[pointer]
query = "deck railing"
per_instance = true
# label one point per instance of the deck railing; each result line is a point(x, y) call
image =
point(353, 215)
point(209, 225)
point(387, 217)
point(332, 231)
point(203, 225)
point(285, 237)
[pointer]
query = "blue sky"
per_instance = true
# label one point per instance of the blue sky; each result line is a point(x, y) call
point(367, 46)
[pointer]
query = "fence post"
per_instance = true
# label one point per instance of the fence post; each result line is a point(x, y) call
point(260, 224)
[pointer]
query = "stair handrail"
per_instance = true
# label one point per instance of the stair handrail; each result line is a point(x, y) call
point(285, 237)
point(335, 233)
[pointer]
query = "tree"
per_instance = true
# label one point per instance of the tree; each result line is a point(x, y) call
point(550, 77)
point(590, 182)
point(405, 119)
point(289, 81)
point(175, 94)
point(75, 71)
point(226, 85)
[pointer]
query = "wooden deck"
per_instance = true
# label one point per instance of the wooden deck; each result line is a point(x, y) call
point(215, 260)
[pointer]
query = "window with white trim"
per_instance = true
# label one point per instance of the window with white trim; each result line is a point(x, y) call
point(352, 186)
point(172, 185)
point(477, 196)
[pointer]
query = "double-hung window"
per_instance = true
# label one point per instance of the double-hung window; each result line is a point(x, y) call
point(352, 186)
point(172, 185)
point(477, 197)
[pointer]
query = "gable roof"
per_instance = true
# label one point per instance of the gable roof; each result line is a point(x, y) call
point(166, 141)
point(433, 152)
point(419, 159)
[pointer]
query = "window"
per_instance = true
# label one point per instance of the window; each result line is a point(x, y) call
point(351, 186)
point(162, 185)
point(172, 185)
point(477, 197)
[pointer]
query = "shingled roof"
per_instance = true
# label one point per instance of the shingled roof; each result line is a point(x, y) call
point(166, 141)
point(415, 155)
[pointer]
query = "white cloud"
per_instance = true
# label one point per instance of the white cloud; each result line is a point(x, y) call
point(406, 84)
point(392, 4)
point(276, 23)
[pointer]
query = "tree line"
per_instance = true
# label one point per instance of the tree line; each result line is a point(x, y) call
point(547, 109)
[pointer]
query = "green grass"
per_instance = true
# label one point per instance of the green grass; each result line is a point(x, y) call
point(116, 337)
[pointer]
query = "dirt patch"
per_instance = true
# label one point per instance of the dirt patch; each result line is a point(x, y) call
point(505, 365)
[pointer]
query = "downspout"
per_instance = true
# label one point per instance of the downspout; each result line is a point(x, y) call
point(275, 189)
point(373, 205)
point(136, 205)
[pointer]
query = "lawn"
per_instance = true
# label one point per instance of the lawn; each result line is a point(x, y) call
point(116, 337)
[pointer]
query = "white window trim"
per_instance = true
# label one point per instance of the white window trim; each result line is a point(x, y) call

################

● **WORK TO COMPLETE**
Copy each line of the listing that carries the string "railing".

● **RESPONSE BELOW**
query = "deck railing"
# label one point per instance of the deck railing; each result line is a point(x, y) call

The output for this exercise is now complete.